▶ Directions for this task: Return every one of the items below verbatim, without adding, removing, or changing anything.

▶ Given entries:
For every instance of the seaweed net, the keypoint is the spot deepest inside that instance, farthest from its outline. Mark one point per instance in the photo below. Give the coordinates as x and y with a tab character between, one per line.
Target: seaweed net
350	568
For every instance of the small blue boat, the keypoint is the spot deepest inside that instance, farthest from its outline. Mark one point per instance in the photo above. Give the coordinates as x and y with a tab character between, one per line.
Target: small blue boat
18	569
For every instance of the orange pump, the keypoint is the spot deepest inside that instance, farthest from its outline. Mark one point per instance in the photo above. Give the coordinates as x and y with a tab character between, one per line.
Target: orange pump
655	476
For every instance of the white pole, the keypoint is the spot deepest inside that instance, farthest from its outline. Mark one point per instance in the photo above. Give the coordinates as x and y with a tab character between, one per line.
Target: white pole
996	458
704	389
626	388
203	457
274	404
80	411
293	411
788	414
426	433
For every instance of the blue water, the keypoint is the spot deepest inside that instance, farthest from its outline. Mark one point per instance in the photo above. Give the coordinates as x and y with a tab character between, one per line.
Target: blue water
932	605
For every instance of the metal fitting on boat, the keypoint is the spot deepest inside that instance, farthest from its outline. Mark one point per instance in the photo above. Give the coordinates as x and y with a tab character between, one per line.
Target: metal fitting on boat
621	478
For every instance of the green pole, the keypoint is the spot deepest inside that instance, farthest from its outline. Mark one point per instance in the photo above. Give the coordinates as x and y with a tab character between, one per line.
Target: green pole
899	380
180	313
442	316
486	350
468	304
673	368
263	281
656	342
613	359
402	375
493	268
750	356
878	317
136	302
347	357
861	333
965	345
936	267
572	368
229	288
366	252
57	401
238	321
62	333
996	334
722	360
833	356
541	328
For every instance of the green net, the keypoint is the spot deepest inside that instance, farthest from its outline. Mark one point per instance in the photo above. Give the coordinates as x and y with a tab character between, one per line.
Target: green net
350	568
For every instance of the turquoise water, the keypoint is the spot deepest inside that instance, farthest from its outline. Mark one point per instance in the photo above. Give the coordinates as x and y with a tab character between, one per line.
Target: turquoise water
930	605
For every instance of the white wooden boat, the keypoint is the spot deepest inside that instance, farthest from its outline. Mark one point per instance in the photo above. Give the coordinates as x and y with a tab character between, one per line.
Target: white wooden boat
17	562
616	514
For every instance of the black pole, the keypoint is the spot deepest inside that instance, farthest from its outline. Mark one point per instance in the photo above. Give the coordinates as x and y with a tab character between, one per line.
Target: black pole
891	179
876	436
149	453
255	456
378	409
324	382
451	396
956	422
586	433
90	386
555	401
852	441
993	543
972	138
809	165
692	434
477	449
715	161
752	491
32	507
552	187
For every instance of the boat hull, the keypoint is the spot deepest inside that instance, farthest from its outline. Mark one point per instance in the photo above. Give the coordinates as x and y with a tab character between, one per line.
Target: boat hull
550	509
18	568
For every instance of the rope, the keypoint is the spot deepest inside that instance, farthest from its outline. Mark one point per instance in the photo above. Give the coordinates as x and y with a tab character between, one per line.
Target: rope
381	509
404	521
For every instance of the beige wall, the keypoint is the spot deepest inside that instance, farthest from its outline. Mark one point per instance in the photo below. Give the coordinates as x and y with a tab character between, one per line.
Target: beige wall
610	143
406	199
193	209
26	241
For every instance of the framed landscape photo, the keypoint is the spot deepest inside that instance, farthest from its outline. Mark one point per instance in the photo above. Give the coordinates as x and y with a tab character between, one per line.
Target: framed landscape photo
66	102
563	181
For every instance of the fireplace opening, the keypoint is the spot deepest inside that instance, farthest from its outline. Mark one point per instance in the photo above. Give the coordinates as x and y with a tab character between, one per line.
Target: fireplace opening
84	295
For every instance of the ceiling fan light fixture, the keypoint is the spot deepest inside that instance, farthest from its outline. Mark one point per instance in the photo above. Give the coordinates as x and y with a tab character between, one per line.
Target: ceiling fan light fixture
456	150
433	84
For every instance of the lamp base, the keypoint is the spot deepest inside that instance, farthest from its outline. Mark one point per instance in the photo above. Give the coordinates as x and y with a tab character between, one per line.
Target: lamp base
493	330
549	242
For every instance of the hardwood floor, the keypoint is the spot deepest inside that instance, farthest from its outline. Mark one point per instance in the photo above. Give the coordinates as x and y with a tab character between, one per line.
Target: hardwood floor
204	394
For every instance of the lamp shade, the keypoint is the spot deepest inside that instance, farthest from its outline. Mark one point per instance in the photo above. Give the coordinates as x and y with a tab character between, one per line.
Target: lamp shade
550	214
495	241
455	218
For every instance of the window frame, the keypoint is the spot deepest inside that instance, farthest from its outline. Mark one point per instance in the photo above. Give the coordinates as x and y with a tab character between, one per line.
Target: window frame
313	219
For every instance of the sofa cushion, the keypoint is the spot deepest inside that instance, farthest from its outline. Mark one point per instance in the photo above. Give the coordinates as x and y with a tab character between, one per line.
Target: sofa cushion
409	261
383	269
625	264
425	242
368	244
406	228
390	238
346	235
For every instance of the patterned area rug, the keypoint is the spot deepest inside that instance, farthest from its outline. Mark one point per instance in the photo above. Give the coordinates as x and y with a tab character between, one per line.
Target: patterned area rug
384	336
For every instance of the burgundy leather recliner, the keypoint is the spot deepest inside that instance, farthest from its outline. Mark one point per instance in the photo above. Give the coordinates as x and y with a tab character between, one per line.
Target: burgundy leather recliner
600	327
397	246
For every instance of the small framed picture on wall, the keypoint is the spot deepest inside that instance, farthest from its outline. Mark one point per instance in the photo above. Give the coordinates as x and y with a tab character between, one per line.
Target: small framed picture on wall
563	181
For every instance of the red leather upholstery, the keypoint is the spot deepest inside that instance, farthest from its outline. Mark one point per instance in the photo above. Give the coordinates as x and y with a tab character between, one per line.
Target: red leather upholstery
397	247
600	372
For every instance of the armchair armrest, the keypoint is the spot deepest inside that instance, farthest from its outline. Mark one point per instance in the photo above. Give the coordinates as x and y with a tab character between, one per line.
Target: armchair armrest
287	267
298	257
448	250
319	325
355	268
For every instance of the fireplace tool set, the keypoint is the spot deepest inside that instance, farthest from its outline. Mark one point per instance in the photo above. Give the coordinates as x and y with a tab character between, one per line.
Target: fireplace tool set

▶ Result:
For every instance of the seaweed net, the keypoint is the spot deepest inside that instance, farthest from its outline. Mark one point per instance in the photo below. Give the coordinates as x and y with a tab character between, one per line.
Target: seaweed net
350	568
For every instance of the small blue boat, the keypoint is the spot deepest inside that instance, farthest from its outline. Mark one point per instance in the photo above. Give the coordinates as x and y with a tab character between, one per line.
Target: small blue boat
18	569
For every instance of the orange pump, the keypoint is the spot deepest inside that instance, farthest from its outline. Mark one point per instance in the photo above. Give the coordinates as x and y with a tab character between, one per line.
Target: orange pump
655	476
For every instance of the white pole, the keypoint is the spot deepest inside that instance, farthest from its outline. Mark one point per instance in the photo above. Give the coordinates as x and y with a tab character between, one per line.
Target: white pole
996	458
704	389
626	388
203	457
274	404
80	411
293	411
788	414
426	433
For every instance of the blue water, the keypoint is the spot deepest inside that instance, farthest from its outline. Mark one point per instance in the photo above. Give the coordinates as x and y with a tab character between, one per line.
Target: blue water
932	605
For every instance of the metal fitting on boat, the keypoint is the spot deepest inside that instance, farthest from its outline. Mark one point per instance in the photo above. Give the coordinates as x and y with a tab character between, one per line.
Target: metal fitting on boat
621	478
For every instance of the green pole, the keypoint is the spot deepest inside that instance, farthest from its outline. Mark one point per instance in the photo above. Give the coordinates as x and y with a tab character between, one per line.
Target: green pole
899	380
180	313
442	316
486	350
468	304
673	368
263	281
656	342
613	359
402	375
493	268
750	356
878	317
136	302
347	357
861	333
965	345
936	267
572	368
229	288
366	252
57	401
238	321
62	333
996	334
722	360
833	356
541	328
For every instance of the green net, the keypoint is the spot deepest inside that instance, farthest from its outline. Mark one point per instance in the photo above. Give the coordinates as x and y with a tab character between, one per line.
Target: green net
350	568
For every instance of the turquoise water, the keypoint is the spot deepest inside that instance, farthest from its outline. Mark one point per instance in the photo above. Give the coordinates as x and y with a tab character between, one per line.
Target: turquoise water
930	605
For every instance of the white wooden boat, the keypoint is the spot deepest inside that instance, farthest from its outline. Mark one point per instance in the photo above. Give the coordinates as x and y with a tab character between, one per line.
Target: white wooden boat
17	562
616	514
For every instance of the black pole, the keypoint is the spot deepest inside that instance, farthest from its outline. Mark one point per instance in the photo above. Give the coordinates as x and y with a tab character between, one per line.
Target: black pole
891	179
876	436
149	453
255	456
378	409
324	382
451	396
956	422
586	433
90	386
555	401
852	441
993	543
972	138
809	165
692	434
477	449
715	161
752	491
32	507
552	187
For every instance of the boat hull, the keypoint is the spot deepest inside that instance, farthest from its outline. Mark one point per instance in the photo above. Give the coordinates as x and y with a tab character between, one per line.
Target: boat hull
550	509
18	568
For every instance of the rope, the keypoint is the spot deepest inside that instance, farthest from its outline. Mark one point per instance in the photo above. Give the coordinates as x and y with a tab character between, one per line.
Target: rope
381	509
404	521
For every instance of the beige wall, the keypoint is the spot deepest inside that instance, farthest from its outline. Mark one point per instance in the photo below. Give the coordinates as x and y with a tab character between, one per line.
Target: beige wall
610	143
406	199
193	209
26	241
For every instance of the framed landscape photo, the keypoint is the spot deepest inside that instance, farthest from its outline. Mark one point per instance in the photo above. Give the coordinates as x and y with a tab character between, one per line.
Target: framed landscape photo
66	102
563	181
For every instance of the fireplace opening, the keypoint is the spot deepest inside that instance, farthest from its outline. Mark one point per instance in the photo above. Give the coordinates as x and y with a tab character between, one per line.
Target: fireplace opening
84	295
For every instance of the ceiling fan light fixture, the keypoint is the spot deepest inside that instance, farthest from its outline. Mark one point per instance in the photo above. Give the coordinates as x and y with a tab character between, one per line.
Target: ceiling fan light fixture
456	150
433	84
For every instance of the lamp base, the keypoint is the spot deepest inside that instance, farthest from its outline. Mark one point per instance in the photo above. Give the coordinates as x and y with a tab character between, one per line.
Target: lamp base
493	330
549	242
For every instance of the hardwood floor, the keypoint is the spot deepest inside that instance, farthest from its outline. Mark one point per instance in the photo above. Give the coordinates as x and y with a tab character between, one per line.
Target: hardwood floor
204	394
For every instance of the lamp shade, the keypoint is the spot deepest inside that instance, farthest from its outline. Mark one point per instance in the photo above. Give the coordinates as x and y with a tab character between, one per line.
Target: lamp shade
550	214
495	241
455	218
For every instance of the window frame, the keypoint is the spot deepest inside that instance, farthest from its outline. Mark one point per instance in the photo above. Give the coordinates as x and y with a tab character between, one per line.
Target: window frame
313	219
For every instance of the sofa cushion, the keypoint is the spot deepest inside that instance, farthest from its outline. Mark one point per instance in the photo above. Give the coordinates as x and y with a tab character between, one per line.
Target: sofa cushion
409	261
383	269
625	264
425	242
368	244
406	228
390	238
346	235
For every instance of the patterned area rug, the keypoint is the spot deepest inside that instance, farthest from its outline. Mark one point per instance in the photo above. Give the coordinates as x and y with a tab character between, one per line.
Target: patterned area rug
384	336
For every instance of the burgundy leather recliner, the keypoint is the spot deepest inside that instance, farthest from its outline. Mark one point per instance in the photo above. Give the coordinates as x and y with a tab character between, one per line.
Target: burgundy leather recliner
600	327
397	246
For every instance of the small framed picture on wall, the keypoint is the spot deepest inside that instance, farthest from its outline. Mark one point per instance in the photo above. Give the coordinates as x and y with a tab character between, one per line.
Target: small framed picture on wall
563	181
For every instance of the red leather upholstery, the keypoint is the spot deepest inside that instance, farthest from its outline. Mark one point per instance in the photo above. Give the coordinates as x and y with a tab character between, one per line.
Target: red leather upholstery
397	247
600	372
For every instance of the armchair armrest, the keypoint is the spot deepest inside that instance, farthest from its outline. Mark one point per instance in the photo above. Give the coordinates as x and y with a tab character between, one per line.
Target: armchair armrest
287	267
298	257
448	250
319	325
355	268
For every instance of the fireplace tool set, the keypoint is the spot deepest inside that instance, farthest from its outline. Mark one point per instance in the photo above. Give the coordinates as x and y with a tab character between, one per line.
Target: fireplace tool set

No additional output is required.